──────── BRANO DA LEGGERE ────────

Ragioniamo con i piedi

Bentrovati, amici podisti.

Desidero per una volta scrivere un articolo un po’ diverso dal solito, nel quale esprimerò qualche mia conoscenza sulle scarpe da corsa, che vi somministrerò sotto forma di consigli: e per evitare di essere tacciato di supponenza, premetto che tali consigli sono il risultato di dialoghi con amatori evoluti e allenatori qualificati, e della lettura di testi di sicura attendibilità scientifica. Cominciamo.

Due consigli preliminari

Il primo consiglio preliminare vale per qualunque calzatura si voglia acquistare: misurate il vostro prossimo paio di scarpe nelle ultime ore del pomeriggio, quando il piede – che si è mosso tutto il giorno – si è gonfiato un po’. Il consiglio preliminare ad hoc per le scarpe da corsa è invece quello di prenderle non troppo giuste: tra l’alluce e la punta dovrebbe cioè esserci qualche millimetro di spazio. Proprio perché, dopo aver percorso un buon numero di chilometri, il piede tende a gonfiarsi. Che sia però qualche millimetro e non di più: il piede che balla e sbatte in una scarpa troppo larga rischia di procurarsi vesciche o le ancor più temibili unghie nere.

Diffidate runner, diffidate

Se siete podisti alle prime armi, diffidate dei commessi che vorrebbero propinarvi i peggiori modelli dei marchi più ignoti: non si capisce perché un principiante non dovrebbe avere il diritto di calzare scarpe di buona fattura. Saranno semmai i runner evoluti, con muscoli e articolazioni già abbastanza allenati, a potersi eventualmente permettere scarpe di qualità modesta: intanto ci pensa il loro fisico.

Negozi e negozi

Come scegliere un buon negozio? Col fiuto. Chiedetevi da quanto tempo quel negozio è aperto, e quale sia la sua fama presso gli sportivi (e, ancora meglio, presso i podisti). A un negozio generalista di solito è preferibile uno specializzato in articoli per il running, o almeno con una sezione dedicata al nostro sport: sarà assai più facile trovare commessi davvero preparati.

──────── INSIEME DI DATI ────────

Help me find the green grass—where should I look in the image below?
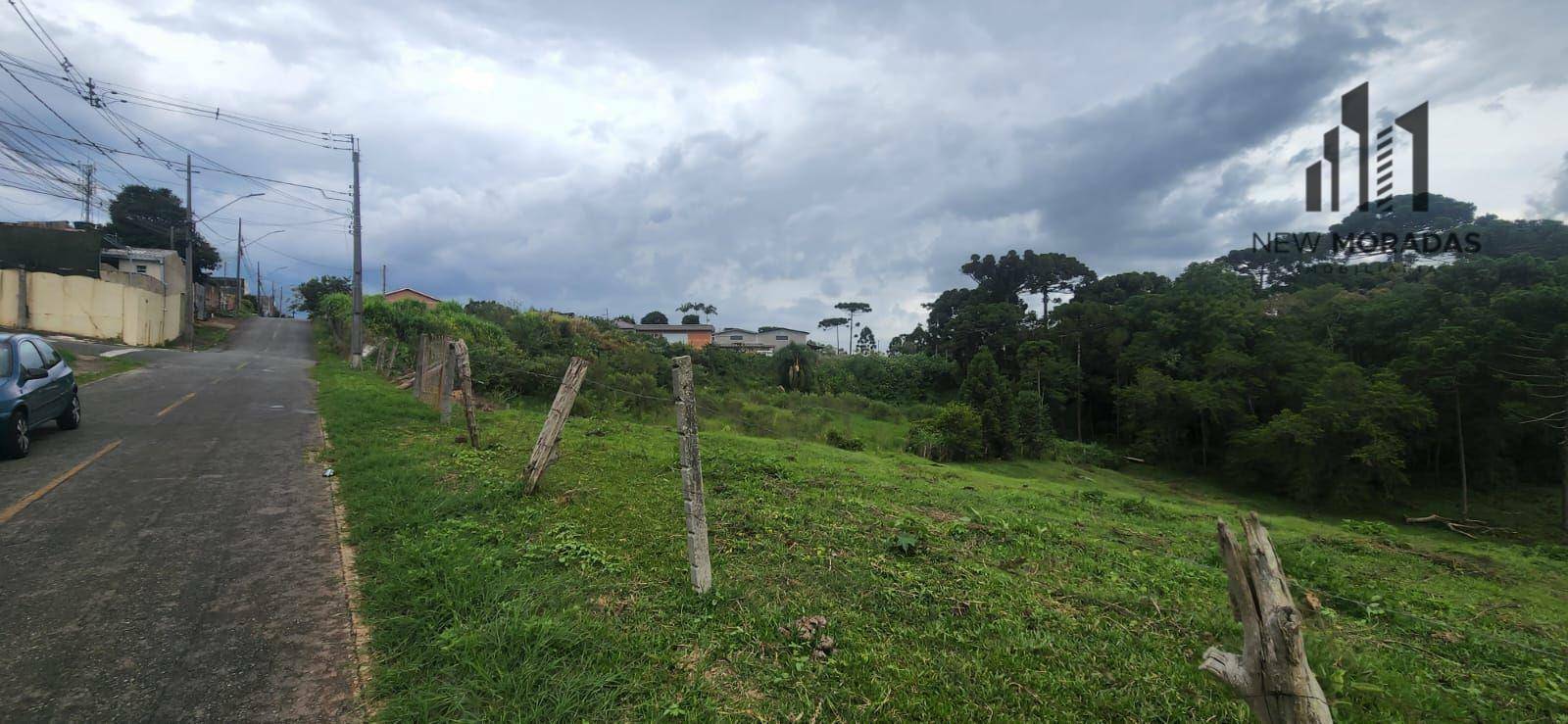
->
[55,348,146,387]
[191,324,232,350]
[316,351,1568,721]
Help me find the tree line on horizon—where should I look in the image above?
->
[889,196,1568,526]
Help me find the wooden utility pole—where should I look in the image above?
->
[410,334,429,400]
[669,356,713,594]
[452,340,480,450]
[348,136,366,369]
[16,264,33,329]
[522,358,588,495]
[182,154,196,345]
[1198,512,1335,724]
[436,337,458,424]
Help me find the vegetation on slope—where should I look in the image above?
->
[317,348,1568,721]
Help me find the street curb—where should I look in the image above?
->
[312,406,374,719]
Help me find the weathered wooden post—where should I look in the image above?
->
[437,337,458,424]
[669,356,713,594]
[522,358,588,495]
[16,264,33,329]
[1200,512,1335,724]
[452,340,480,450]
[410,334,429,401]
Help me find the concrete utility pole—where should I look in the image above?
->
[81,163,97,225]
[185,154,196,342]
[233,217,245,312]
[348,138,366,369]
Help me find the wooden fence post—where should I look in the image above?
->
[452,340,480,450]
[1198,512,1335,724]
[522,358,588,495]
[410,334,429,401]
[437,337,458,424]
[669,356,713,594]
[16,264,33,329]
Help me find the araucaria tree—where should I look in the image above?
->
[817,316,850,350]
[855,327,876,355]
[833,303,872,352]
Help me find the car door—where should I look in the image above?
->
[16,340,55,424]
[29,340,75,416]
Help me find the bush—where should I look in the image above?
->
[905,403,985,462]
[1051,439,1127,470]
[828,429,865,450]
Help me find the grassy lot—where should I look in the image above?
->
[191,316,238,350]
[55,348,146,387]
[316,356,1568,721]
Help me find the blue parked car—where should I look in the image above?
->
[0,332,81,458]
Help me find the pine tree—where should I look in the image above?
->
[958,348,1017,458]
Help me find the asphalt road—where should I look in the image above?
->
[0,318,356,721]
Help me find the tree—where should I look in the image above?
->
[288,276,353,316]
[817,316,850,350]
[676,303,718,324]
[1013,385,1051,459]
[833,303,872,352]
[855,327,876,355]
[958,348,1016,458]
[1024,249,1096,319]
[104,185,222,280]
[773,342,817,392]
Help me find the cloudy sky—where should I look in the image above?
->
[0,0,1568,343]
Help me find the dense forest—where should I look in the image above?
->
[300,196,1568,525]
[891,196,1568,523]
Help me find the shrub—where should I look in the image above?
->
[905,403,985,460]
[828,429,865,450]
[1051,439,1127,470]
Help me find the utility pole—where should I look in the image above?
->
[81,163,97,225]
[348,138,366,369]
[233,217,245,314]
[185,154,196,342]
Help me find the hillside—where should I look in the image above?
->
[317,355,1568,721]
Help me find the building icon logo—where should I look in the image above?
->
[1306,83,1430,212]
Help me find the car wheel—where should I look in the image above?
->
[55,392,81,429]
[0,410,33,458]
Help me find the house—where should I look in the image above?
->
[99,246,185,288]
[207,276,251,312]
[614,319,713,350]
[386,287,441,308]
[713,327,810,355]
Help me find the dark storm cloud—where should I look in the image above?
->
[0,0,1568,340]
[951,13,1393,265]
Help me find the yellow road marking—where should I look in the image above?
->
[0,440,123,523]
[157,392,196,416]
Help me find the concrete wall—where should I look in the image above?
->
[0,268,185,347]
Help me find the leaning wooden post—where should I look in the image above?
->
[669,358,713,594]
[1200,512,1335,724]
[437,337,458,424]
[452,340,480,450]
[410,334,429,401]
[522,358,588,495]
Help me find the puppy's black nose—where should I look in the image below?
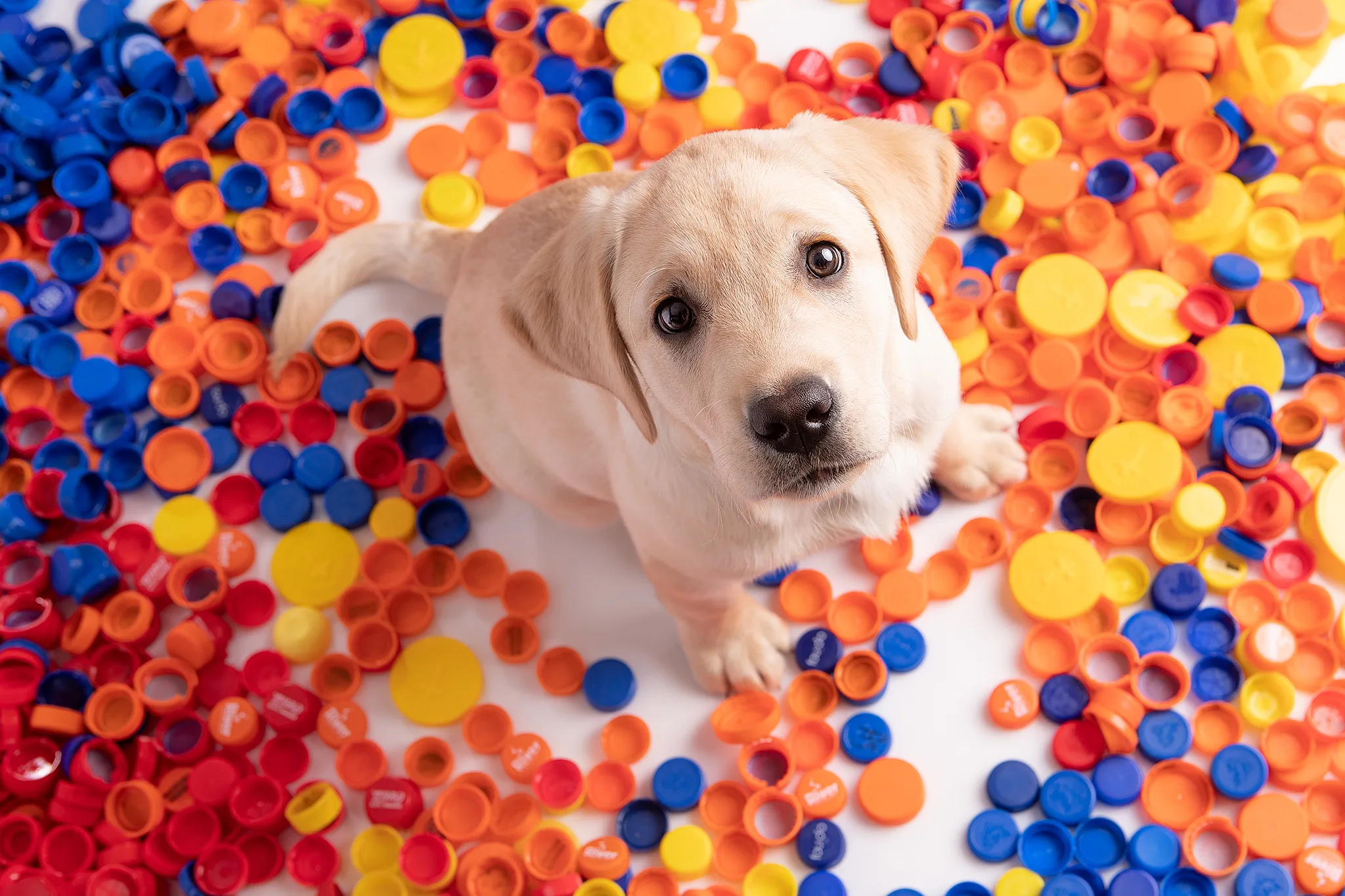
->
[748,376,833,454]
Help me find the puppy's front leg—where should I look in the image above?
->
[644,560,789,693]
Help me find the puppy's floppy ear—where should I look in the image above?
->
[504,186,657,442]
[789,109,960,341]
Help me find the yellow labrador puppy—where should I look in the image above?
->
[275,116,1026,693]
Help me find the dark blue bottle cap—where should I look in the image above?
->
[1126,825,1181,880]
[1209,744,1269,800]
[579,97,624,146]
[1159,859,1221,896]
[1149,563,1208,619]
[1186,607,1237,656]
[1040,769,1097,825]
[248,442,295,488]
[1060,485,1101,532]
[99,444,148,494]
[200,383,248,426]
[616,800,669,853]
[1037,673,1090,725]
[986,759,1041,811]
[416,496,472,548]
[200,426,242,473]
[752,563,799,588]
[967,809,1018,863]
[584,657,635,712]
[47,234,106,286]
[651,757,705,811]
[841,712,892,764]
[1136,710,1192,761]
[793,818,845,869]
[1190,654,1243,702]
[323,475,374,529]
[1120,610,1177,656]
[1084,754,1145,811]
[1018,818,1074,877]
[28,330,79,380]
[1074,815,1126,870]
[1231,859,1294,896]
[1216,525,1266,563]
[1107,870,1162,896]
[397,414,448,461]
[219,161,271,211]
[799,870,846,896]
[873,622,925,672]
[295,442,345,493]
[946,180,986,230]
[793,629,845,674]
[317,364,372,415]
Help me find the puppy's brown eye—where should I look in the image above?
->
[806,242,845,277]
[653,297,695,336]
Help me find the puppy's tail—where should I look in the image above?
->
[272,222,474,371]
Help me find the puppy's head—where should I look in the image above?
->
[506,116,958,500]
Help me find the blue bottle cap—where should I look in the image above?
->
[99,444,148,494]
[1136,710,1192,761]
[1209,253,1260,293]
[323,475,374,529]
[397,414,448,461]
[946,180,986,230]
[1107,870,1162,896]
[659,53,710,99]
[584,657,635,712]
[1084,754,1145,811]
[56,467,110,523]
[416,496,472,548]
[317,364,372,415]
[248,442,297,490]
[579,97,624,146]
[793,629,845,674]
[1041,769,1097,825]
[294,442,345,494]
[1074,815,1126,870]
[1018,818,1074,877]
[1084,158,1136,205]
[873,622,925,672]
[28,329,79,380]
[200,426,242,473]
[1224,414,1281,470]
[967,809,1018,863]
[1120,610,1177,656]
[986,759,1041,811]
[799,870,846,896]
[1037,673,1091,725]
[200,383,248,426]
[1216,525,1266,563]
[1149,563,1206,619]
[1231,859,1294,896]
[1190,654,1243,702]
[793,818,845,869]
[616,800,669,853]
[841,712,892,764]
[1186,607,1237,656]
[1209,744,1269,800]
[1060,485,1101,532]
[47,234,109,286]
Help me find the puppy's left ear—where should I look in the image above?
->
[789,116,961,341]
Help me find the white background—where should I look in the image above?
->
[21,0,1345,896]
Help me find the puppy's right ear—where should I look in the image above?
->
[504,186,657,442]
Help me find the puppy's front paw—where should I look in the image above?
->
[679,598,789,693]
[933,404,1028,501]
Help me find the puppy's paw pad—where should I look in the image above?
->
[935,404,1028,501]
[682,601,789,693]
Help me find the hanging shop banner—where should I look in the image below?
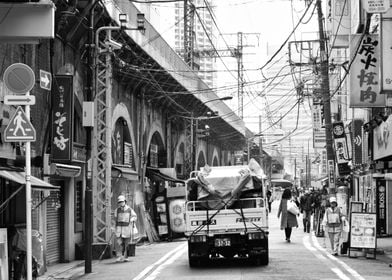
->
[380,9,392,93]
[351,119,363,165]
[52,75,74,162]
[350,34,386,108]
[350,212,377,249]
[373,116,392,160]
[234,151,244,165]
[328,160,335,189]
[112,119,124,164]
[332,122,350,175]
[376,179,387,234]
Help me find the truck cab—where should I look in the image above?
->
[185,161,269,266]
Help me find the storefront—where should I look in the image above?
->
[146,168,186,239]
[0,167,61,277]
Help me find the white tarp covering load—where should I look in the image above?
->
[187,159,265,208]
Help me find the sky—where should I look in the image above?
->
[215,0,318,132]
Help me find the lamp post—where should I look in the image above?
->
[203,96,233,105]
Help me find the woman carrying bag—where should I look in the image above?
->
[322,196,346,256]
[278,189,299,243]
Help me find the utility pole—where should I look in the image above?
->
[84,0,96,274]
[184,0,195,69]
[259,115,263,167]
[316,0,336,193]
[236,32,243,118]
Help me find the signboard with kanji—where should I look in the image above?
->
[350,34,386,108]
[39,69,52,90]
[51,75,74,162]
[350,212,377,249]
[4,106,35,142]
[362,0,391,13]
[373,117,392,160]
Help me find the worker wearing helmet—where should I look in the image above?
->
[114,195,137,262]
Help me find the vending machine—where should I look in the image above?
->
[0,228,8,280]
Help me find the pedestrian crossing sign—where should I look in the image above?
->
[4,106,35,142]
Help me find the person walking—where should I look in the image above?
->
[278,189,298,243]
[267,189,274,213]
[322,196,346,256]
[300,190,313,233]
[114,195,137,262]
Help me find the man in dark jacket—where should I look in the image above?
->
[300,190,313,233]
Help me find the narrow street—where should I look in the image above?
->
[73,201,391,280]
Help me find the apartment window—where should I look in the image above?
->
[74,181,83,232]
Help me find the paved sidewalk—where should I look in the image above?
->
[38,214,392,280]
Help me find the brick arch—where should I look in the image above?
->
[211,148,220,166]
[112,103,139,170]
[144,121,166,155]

────────

**OBIETTIVO 1:**
Rispondi alle seguenti domande sull'articolo dedicato alle scarpe da corsa, una risposta per riga con la stessa lettera:
(a) In quale momento della giornata conviene misurare un nuovo paio di scarpe?
(b) Quali podisti potrebbero eventualmente permettersi scarpe di qualità modesta?
(c) Che tipo di negozio è di solito preferibile a uno generalista?
**OBIETTIVO 2:**
Riproduci senza modifiche il passo dell'articolo sulle scarpe da corsa, da "Bentrovati, amici podisti." giù fino a "attendibilità scientifica. Cominciamo.".

**RISULTATO FINALE 1:**
(a) Nelle ultime ore del pomeriggio, quando il piede si è gonfiato un po'.
(b) I runner evoluti, con muscoli e articolazioni già abbastanza allenati.
(c) Uno specializzato in articoli per il running, o almeno con una sezione dedicata a questo sport.

**RISULTATO FINALE 2:**
Bentrovati, amici podisti.

Desidero per una volta scrivere un articolo un po’ diverso dal solito, nel quale esprimerò qualche mia conoscenza sulle scarpe da corsa, che vi somministrerò sotto forma di consigli: e per evitare di essere tacciato di supponenza, premetto che tali consigli sono il risultato di dialoghi con amatori evoluti e allenatori qualificati, e della lettura di testi di sicura attendibilità scientifica. Cominciamo.